A society driven to various forms of madness and violence by drug usage poses a threat to everyday safety. Unbridled immorality has destroyed ancient empires long before our day. What sort of future for societies who have never had any instruction in Bible principles from their youth and no respect for anything other than self gratification?

Normally one would be in despair at such a prospect, were it not for some comforting words of scripture. In the midst of the Olivet prophecy and after the dire warning of distress of nations, Jesus says, “And when these things begin to come to pass, then look up, and lift up your heads; for your redemption draweth nigh” (Luke 21:28).

Even more comforting are later words which would indicate that we will be taken away to judgment before the worst of these troubles burst upon the world. “And take heed to yourselves, lest at any time your hearts be overcharged with surfeiting, and drunkenness, and cares of this life, and so that day come upon you unawares. For as a snare shall it come on all them that dwell on the face of the whole earth. Watch ye therefore, and pray always, that ye may be accounted worthy to escape all these things that shall come to pass, and to stand before the Son of man” (Luke 21:34–36).

Recorded data
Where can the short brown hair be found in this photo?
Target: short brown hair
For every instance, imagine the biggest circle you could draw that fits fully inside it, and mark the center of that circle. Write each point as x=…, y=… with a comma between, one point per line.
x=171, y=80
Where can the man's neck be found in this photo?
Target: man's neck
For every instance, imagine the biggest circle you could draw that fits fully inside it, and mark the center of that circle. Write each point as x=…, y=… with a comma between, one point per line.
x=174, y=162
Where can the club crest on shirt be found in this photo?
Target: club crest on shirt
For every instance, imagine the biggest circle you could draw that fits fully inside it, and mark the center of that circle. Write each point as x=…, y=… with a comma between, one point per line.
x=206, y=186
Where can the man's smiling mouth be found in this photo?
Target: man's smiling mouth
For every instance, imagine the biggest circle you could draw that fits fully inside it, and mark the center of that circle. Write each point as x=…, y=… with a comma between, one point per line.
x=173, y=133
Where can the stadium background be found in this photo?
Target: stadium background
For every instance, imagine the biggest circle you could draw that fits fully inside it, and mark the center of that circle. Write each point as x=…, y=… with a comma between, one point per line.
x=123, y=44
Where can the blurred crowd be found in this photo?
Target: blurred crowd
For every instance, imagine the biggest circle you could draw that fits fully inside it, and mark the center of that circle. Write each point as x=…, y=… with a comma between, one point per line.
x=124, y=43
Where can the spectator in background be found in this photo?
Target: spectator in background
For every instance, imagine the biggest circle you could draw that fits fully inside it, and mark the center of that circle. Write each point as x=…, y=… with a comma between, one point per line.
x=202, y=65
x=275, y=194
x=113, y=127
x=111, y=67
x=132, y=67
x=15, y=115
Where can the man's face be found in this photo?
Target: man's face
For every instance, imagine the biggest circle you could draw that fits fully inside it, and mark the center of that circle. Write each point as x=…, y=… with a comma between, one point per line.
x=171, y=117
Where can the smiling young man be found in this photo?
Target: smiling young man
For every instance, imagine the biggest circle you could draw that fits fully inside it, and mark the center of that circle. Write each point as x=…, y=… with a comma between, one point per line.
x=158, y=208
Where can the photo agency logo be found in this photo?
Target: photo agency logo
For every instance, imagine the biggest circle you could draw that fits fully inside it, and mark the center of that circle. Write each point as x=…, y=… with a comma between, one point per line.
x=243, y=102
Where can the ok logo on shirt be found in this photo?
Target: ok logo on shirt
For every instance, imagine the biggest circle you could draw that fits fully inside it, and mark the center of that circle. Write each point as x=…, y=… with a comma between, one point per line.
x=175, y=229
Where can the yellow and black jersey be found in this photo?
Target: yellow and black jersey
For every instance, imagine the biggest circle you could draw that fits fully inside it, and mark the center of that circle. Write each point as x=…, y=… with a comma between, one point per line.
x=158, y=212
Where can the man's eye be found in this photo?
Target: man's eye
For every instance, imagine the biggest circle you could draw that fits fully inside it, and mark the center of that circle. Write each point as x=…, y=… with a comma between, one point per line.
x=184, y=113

**Exercise instructions:**
1 - According to the essay, why are the words quoted from Luke 21:34–36 even more comforting than those from Luke 21:28? Answer in one to three sentences.
2 - Reproduce the part of the essay from "A society driven" to "than self gratification?".
These lines have no connection to the essay.

**Solution set:**
1 - They indicate that we will be taken away to judgment before the worst of these troubles burst upon the world.

2 -
A society driven to various forms of madness and violence by drug usage poses a threat to everyday safety. Unbridled immorality has destroyed ancient empires long before our day. What sort of future for societies who have never had any instruction in Bible principles from their youth and no respect for anything other than self gratification?